L'entrée de la Russie dans l'Organisation mondiale du commerce (OMC), ratifiée mardi par la Douma (chambre basse), doit permettre au pays de diversifier et moderniser son économie, au prix selon ses détracteurs d'un coût social élevé.

La Russie, la dernière grande puissance à rester à l'écart de l'organisation, négociait son entrée depuis 18 ans, une durée record.

Car le pays était partagé sur les bénéfices de cette adhésion. Vladimir Poutine, au pouvoir depuis 2000, avait d'ailleurs mis plusieurs fois en garde contre le prix à payer pour en faire partie.

Mais la crise économique mondiale, qui a mis la Russie à genoux en 2008-2009, a fini de persuader les autorités du bien-fondé de cet accès.

«Nous avons épuisé les possibilités de croissance basée sur une hausse importante de la production et l'exportation d'hydrocarbures», qui pour l'heure sont le pilier de l'économie russe, rappelait la semaine dernière Alexeï Portanski, directeur du bureau d'information sur l'adhésion de la Russie à l'OMC.

Il faut «produire et exporter des produits concurrentiels», ajoutait-il.

En intégrant l'OMC, la Russie doit baisser ses droits de douane, qui passeront en moyenne de 9,5% à 6% d'ici à 2015.

Cela doit permettre d'ouvrir un peu plus le marché russe aux produits étrangers et de fait stimuler la concurrence, élément essentiel pour forcer les entreprises à moderniser leur production.

Mais cette mesure inquiète les opposants à l'adhésion, qui craignent que cela signe tout simplement l'arrêt de mort de certaines industries et entreprises héritées de l'époque soviétique - d'autant plus que la Russie devra réduire le montant de ses subventions destinées à soutenir ses producteurs nationaux.

Certains secteurs seront nettement plus affectés que d'autres, et en particulier l'industrie agro-alimentaire, la construction et le génie mécanique, soulignent les analystes de Renaissance Capital dans une étude.

__Consignes de l'exercice__
**A.** Répondez aux questions suivantes d'après l'article sur l'adhésion de la Russie à l'OMC :
(i) Depuis combien d'années la Russie négociait-elle son entrée dans l'organisation ?
(ii) À quel niveau moyen les droits de douane russes doivent-ils passer d'ici à 2015, et depuis quel niveau ?
(iii) Quels secteurs seront nettement plus affectés que d'autres selon les analystes de Renaissance Capital ?
**B.** Poursuivez l'article sur l'adhésion de la Russie à l'OMC à partir de sa dernière phrase.

[Entrées de données extraites]
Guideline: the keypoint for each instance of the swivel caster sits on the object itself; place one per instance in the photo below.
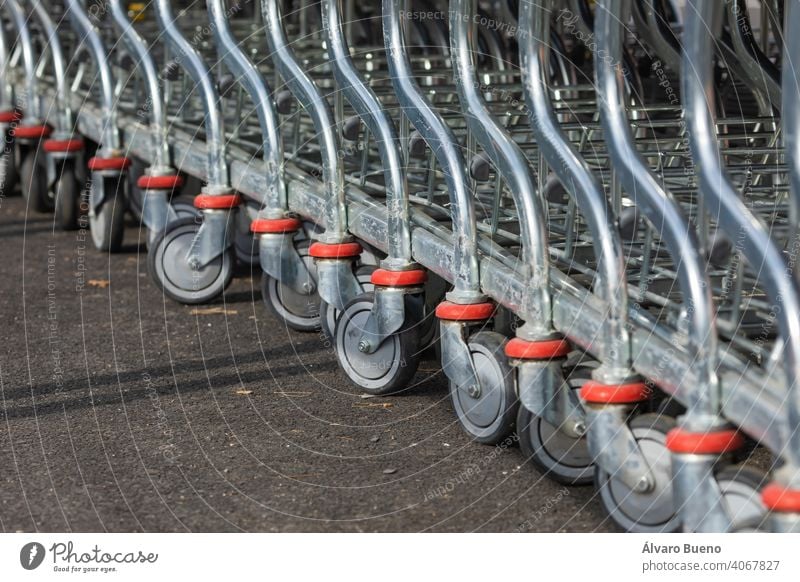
(487, 412)
(33, 181)
(562, 457)
(652, 510)
(299, 312)
(68, 194)
(741, 495)
(244, 243)
(168, 265)
(329, 314)
(392, 366)
(107, 222)
(8, 170)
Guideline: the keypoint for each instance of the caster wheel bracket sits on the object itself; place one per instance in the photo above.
(337, 281)
(457, 362)
(281, 261)
(212, 239)
(157, 212)
(614, 447)
(387, 317)
(543, 391)
(701, 505)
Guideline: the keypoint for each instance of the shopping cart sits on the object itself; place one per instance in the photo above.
(605, 230)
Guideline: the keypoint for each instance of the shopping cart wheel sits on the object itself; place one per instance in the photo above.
(67, 191)
(741, 494)
(392, 366)
(107, 222)
(560, 456)
(33, 181)
(168, 266)
(8, 170)
(652, 511)
(488, 415)
(299, 312)
(329, 314)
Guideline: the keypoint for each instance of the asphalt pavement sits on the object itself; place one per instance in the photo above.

__Réponses de l'exercice__
**A.**
(i) Depuis 18 ans.
(ii) Ils doivent passer en moyenne de 9,5 % à 6 %.
(iii) L'industrie agro-alimentaire, la construction et le génie mécanique.

**B.**
Des faillites et des plans sociaux sont à prévoir, soulignent les détracteurs de l'intégration. Selon eux, d'ici à 2020, ce sont près de 1,9 million d'emplois qui devraient être supprimés.

Les autorités reconnaissent que certains secteurs vont effectivement souffrir, mais soulignent qu'elles ont élaboré une série de mesures pour compenser les risques pesant sur certaines branches.

À l'inverse, le secteur des métaux, l'industrie chimique, les services financiers, les transports et les télécommunications devraient être les principaux bénéficiaires de cette réduction des droits de douane, selon Renaissance Capital.

Les opposants à l'entrée dans l'OMC soulignent par ailleurs que la baisse des droits de douane va représenter un manque-à-gagner pour le budget du pays, malvenu en période de turbulences importantes sur les marchés mondiaux.

Mais selon la Banque mondiale, la Russie gagnera, grâce à l'amélioration de la productivité et de la compétitivité des entreprises, l'équivalent de 3,3% de son produit intérieur brut, soit environ 49 milliards de dollars, dans les trois ans suivant l'intégration à l'organisation.

Et sur 10 ans, elle devrait gagner environ 11% de son PIB, soit 162 milliards de dollars, estime la BM.

Les foyers russes devraient voir leurs revenus augmenter en moyenne de 7,2% par an, indique l'institution.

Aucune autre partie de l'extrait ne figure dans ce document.